▸ **DIRECTIVE**
Find every line in the records that contains the string "truck" and copy each one out. Matching is case-sensitive.

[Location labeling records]
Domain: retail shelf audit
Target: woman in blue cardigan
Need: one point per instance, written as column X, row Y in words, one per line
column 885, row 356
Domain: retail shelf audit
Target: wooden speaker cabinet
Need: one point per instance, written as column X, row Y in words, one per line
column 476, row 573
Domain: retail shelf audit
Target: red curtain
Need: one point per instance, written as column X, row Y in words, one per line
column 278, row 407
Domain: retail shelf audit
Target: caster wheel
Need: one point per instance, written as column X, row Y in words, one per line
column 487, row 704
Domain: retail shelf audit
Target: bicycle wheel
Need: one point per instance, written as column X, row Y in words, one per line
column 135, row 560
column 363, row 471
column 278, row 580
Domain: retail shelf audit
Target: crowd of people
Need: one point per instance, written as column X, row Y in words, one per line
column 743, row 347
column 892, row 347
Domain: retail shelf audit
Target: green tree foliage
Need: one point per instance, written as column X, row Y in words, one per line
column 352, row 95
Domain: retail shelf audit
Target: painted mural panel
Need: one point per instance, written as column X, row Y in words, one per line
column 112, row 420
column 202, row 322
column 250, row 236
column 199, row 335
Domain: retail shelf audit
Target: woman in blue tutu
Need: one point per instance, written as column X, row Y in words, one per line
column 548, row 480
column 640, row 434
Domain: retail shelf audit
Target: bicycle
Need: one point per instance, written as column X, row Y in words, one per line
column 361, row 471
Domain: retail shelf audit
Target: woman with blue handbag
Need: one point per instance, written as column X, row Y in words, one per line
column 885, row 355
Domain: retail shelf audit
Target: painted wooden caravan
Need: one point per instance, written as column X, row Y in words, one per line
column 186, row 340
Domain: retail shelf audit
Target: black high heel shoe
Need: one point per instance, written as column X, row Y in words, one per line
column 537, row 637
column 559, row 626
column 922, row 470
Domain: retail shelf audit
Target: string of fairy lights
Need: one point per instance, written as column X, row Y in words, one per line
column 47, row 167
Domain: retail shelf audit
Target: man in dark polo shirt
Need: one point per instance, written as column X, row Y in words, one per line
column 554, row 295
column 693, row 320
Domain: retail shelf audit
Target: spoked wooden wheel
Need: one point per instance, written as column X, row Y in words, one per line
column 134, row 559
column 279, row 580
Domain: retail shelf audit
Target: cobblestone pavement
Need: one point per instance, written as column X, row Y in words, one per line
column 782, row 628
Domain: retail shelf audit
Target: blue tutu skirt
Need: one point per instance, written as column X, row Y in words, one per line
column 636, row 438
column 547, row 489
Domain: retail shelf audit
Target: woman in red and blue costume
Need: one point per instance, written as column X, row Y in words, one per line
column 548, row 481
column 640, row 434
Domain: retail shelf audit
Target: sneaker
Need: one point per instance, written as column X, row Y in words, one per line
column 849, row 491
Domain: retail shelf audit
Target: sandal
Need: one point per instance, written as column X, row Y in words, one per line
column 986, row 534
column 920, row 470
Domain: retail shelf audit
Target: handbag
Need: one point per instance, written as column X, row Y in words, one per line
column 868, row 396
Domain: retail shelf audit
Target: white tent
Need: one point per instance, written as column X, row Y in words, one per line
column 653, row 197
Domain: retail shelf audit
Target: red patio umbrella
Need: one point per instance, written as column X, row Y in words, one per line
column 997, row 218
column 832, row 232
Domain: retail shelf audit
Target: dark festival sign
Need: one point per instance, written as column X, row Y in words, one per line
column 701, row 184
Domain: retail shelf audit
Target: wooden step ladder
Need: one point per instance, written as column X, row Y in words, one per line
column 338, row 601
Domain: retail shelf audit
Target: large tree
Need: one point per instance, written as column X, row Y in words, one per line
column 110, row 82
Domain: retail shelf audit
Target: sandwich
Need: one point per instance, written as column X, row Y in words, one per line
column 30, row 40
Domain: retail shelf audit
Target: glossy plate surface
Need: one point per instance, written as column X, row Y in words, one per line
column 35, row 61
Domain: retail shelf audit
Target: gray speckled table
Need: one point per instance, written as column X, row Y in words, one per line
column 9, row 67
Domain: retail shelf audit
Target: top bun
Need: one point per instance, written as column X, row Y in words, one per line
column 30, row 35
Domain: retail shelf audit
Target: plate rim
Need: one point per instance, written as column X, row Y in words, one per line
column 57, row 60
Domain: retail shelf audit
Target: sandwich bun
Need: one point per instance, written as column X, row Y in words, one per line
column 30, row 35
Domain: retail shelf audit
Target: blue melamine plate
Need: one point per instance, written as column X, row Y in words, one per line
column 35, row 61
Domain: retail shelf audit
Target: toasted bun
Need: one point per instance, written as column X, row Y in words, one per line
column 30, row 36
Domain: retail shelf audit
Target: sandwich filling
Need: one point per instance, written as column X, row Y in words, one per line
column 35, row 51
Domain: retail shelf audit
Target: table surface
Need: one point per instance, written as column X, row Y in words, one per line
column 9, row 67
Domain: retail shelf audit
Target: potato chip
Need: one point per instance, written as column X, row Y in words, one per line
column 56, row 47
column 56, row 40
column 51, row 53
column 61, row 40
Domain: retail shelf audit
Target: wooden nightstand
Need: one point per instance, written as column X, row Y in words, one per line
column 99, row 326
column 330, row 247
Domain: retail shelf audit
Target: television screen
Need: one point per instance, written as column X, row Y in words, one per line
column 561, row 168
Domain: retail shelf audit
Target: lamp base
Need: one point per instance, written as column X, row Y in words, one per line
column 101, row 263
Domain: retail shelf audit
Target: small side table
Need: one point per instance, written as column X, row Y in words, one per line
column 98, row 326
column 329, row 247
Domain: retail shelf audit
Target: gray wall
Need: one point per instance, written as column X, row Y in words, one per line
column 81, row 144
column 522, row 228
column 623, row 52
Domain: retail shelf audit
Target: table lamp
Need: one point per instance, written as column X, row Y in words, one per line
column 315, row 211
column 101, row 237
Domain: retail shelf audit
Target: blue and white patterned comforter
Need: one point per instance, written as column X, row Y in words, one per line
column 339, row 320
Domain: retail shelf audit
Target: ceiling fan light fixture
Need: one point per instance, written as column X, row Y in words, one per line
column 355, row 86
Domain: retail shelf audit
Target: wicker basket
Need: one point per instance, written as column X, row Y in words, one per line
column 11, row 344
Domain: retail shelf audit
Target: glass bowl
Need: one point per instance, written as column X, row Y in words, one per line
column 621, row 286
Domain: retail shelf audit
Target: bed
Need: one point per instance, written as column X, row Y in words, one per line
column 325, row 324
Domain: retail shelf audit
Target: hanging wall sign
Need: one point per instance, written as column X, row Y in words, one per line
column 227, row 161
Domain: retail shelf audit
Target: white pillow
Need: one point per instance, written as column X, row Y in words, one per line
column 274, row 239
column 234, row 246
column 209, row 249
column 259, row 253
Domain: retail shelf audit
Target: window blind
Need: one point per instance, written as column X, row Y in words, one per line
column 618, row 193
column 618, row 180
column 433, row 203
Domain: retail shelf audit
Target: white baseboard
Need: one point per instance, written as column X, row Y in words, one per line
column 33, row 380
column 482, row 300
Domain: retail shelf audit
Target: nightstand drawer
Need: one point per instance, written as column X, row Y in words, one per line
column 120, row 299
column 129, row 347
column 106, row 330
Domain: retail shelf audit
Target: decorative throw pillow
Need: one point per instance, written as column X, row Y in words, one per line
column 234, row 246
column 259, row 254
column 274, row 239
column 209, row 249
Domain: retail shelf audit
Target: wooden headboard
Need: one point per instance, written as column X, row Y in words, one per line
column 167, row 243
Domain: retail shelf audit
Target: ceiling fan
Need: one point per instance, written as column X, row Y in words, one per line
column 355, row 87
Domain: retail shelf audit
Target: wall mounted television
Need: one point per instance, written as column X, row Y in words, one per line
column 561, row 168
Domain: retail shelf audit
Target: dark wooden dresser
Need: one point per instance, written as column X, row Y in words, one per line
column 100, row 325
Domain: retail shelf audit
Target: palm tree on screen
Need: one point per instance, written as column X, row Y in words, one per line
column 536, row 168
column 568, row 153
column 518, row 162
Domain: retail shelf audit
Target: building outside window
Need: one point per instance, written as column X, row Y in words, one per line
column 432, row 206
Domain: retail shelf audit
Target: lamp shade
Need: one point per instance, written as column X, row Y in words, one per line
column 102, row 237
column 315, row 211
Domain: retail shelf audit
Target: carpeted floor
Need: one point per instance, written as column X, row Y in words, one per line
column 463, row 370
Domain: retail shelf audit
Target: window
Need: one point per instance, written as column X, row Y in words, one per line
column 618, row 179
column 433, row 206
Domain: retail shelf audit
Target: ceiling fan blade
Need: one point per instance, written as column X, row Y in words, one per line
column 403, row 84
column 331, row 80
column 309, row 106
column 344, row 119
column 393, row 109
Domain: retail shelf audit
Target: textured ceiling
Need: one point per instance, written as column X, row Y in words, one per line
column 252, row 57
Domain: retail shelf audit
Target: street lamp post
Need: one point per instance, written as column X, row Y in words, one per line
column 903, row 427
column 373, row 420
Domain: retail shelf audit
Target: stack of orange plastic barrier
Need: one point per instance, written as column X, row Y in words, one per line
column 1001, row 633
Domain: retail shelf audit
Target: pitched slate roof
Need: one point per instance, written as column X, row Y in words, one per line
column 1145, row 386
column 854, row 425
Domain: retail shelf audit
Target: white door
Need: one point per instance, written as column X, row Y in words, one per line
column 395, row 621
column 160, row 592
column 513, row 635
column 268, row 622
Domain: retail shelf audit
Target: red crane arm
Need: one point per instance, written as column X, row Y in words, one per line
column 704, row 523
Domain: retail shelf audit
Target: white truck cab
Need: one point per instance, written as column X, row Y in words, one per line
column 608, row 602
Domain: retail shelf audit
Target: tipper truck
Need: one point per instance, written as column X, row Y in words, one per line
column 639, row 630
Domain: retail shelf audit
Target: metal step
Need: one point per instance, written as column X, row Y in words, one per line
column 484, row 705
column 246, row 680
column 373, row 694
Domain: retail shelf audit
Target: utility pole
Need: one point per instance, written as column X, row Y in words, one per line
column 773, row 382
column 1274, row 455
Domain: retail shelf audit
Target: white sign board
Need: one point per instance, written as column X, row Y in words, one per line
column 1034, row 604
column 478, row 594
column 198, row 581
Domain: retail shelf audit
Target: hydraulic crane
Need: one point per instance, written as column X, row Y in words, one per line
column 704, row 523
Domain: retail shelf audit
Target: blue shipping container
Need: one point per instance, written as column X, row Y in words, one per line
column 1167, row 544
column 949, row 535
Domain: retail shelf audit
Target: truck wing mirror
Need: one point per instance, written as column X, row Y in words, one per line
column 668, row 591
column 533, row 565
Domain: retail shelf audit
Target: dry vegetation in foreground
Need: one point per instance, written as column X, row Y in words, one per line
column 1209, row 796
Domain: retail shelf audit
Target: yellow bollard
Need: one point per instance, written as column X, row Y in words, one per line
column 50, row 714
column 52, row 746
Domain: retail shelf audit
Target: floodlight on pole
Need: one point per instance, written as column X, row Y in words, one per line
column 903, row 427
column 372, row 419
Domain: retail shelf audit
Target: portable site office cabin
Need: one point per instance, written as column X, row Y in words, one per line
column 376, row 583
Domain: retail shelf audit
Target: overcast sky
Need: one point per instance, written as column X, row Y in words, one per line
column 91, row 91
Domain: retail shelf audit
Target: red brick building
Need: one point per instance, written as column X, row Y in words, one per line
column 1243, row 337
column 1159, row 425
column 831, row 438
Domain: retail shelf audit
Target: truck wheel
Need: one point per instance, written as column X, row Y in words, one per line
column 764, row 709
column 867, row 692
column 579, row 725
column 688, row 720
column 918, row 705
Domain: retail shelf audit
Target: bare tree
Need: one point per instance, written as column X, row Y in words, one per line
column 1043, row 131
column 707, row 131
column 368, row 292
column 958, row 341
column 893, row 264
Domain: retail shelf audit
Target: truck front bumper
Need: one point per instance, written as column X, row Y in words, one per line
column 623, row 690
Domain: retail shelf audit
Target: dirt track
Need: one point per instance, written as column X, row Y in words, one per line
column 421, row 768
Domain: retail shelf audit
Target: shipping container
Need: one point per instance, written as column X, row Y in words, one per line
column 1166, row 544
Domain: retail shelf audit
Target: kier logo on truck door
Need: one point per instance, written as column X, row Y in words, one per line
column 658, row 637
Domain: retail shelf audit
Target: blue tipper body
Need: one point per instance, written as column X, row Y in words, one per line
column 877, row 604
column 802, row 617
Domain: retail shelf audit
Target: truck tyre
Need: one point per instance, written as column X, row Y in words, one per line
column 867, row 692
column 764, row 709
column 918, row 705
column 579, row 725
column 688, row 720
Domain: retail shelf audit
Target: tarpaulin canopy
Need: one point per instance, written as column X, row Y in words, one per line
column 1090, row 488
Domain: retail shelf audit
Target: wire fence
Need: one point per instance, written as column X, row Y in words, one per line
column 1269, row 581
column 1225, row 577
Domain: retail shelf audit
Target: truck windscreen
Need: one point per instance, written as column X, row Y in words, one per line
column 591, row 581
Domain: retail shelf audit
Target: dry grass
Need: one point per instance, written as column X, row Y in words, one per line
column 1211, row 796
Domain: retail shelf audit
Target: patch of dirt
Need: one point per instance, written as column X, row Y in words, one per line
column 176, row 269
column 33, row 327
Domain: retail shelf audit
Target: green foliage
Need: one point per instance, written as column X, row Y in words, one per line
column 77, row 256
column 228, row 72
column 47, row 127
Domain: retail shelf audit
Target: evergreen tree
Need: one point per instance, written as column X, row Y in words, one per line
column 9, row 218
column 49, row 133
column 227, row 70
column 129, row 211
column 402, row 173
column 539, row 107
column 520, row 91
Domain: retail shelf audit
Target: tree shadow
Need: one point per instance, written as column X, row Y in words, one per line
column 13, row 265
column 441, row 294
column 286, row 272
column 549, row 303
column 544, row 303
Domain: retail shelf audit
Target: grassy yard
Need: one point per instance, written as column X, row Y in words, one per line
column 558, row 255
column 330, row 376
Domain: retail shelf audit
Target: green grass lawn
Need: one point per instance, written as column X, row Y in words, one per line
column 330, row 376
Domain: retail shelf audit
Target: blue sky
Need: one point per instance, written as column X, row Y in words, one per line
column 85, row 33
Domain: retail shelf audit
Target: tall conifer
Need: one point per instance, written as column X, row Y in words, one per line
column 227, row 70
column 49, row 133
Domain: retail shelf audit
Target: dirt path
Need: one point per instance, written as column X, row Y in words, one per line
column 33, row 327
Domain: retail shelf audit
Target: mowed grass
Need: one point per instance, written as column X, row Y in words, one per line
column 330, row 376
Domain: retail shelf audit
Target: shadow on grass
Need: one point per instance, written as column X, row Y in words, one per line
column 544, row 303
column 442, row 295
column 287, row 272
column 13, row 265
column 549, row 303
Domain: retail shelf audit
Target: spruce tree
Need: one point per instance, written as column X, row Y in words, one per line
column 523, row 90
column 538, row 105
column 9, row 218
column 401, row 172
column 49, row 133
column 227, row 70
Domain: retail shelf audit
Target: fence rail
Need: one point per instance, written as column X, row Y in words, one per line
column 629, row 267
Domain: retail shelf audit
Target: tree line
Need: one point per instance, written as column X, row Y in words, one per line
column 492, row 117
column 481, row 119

▸ **ANSWER TO THE EXERCISE**
Target: white truck cab
Target: tipper truck
Target: truck wing mirror
Target: truck wheel
Target: truck front bumper
Target: kier logo on truck door
Target: truck tyre
Target: truck windscreen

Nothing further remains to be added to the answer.